GIVEN REQUEST A
Pull out every line of the records that contains the word "vest" and copy each one in full.

Torah Reflections – January 3 – 9, 2016

Va’eira

Exodus 6:2 – 9:35

Know Thyself to be Enslaved

Every year, as I meet the text narrating the plagues of Egypt, I am confronted with the same paradox. God commends Moses to ask Pharaoh to free the Hebrews. Pharaoh refuses. God brings down a plague. Pharaoh yields to Moses’ demands. Then, inexplicably, God hardens Pharaoh’s heart and the latter, consequently, reverses his edict and keeps the Israelites enslaved. Why is God playing both sides? And why does God need to replay this scene ten times? One can take this questioning further and ask why God sets up the whole thing in the first place? Why, already in the time of Abraham, had God determined that the Hebrews would descend into Egypt, be enslaved there for four hundred years, only to then be liberated and brought to the Promised Land? Why did we have to get there via Egypt?

We find the answer to our questions in the early verses of this week’s Torah portion. In the first verse Moses is described as stepping into the Truth of his being, into the True I Am-ness that he is: not the illusion of the separate sense of self, of the ego; rather YHVH Itself, the transcendent aspect of Being. “I am YHVH” says the Torah [Exod. 6:2]. This I Am-ness, that Moses embodies, is now aware of the parts of the conditioned self still oppressed and in bondage, under the tight lid of the narrow consciousness that is Moses’ inner Mitzrayim, his inner Egypt. As our text has it: “I have now heard the moaning of the Israelites because the Egyptians are holding them in bondage.” [Exod. 6:5] These are the parts of self he is to free from the illusion of separateness: “I am YHVH; I will free you from the burdens of Egypt.” [Exod. 6:6] Because God, is a force that liberates. God is defined as an energy that frees us from our addiction to power, to control; from the exclusive narrow-mindedness of ego; a force that leads us into a land of inclusiveness, compassion, serenity, awe and humility. Why? So that “you shall know that I Am YHVH” [Exod. 6:7], so that our separate sense of self may dissolve in our knowing the Greater “I Am” that we are. Because in that knowing of our Greater Identity, there is no more need for control or power, and we can relax, breathe deeply and let go, as the little “i” is seen through and through for the emptiness that it is.

GIVEN REQUEST B
Reproduce the Torah reflection above word for word, from its title line to its final sentence.

DATA LISTING
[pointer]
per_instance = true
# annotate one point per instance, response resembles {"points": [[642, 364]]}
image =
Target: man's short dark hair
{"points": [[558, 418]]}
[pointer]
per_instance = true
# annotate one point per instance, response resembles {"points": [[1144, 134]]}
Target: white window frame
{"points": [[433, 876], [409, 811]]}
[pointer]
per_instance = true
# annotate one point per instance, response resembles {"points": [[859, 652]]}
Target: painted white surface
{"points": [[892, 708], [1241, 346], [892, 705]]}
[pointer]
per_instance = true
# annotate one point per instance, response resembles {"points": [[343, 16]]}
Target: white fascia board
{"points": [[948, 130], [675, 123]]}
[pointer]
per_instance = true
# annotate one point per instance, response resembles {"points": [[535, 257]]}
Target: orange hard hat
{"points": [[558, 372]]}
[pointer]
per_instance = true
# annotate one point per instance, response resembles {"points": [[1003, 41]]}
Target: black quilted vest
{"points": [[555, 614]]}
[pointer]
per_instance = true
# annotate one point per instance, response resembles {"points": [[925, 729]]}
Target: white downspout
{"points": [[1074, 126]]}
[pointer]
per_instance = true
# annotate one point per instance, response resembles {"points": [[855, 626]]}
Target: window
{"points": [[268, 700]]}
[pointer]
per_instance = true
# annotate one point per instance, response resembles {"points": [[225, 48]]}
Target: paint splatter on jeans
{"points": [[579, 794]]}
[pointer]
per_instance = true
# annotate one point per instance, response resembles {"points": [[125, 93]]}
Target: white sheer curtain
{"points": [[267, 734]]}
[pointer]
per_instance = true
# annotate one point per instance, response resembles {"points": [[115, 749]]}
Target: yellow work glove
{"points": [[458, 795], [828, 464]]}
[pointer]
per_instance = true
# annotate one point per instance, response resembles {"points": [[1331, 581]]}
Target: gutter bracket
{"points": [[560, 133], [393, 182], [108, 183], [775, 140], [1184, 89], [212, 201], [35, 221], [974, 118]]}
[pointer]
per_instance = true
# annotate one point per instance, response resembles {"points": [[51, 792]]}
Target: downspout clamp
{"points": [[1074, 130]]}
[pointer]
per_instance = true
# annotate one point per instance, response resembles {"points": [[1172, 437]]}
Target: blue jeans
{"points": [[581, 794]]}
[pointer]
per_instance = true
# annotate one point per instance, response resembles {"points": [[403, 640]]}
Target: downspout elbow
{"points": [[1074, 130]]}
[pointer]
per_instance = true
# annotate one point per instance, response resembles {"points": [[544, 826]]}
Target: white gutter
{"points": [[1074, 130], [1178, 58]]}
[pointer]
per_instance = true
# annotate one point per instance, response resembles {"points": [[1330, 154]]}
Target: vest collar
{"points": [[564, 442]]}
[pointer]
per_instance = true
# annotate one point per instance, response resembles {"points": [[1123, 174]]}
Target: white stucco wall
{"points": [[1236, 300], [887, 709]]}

EXERCISE ANSWER A
Target: black quilted vest
Target: vest collar

EXERCISE ANSWER B
Torah Reflections – January 3 – 9, 2016

Va’eira

Exodus 6:2 – 9:35

Know Thyself to be Enslaved

Every year, as I meet the text narrating the plagues of Egypt, I am confronted with the same paradox. God commends Moses to ask Pharaoh to free the Hebrews. Pharaoh refuses. God brings down a plague. Pharaoh yields to Moses’ demands. Then, inexplicably, God hardens Pharaoh’s heart and the latter, consequently, reverses his edict and keeps the Israelites enslaved. Why is God playing both sides? And why does God need to replay this scene ten times? One can take this questioning further and ask why God sets up the whole thing in the first place? Why, already in the time of Abraham, had God determined that the Hebrews would descend into Egypt, be enslaved there for four hundred years, only to then be liberated and brought to the Promised Land? Why did we have to get there via Egypt?

We find the answer to our questions in the early verses of this week’s Torah portion. In the first verse Moses is described as stepping into the Truth of his being, into the True I Am-ness that he is: not the illusion of the separate sense of self, of the ego; rather YHVH Itself, the transcendent aspect of Being. “I am YHVH” says the Torah [Exod. 6:2]. This I Am-ness, that Moses embodies, is now aware of the parts of the conditioned self still oppressed and in bondage, under the tight lid of the narrow consciousness that is Moses’ inner Mitzrayim, his inner Egypt. As our text has it: “I have now heard the moaning of the Israelites because the Egyptians are holding them in bondage.” [Exod. 6:5] These are the parts of self he is to free from the illusion of separateness: “I am YHVH; I will free you from the burdens of Egypt.” [Exod. 6:6] Because God, is a force that liberates. God is defined as an energy that frees us from our addiction to power, to control; from the exclusive narrow-mindedness of ego; a force that leads us into a land of inclusiveness, compassion, serenity, awe and humility. Why? So that “you shall know that I Am YHVH” [Exod. 6:7], so that our separate sense of self may dissolve in our knowing the Greater “I Am” that we are. Because in that knowing of our Greater Identity, there is no more need for control or power, and we can relax, breathe deeply and let go, as the little “i” is seen through and through for the emptiness that it is.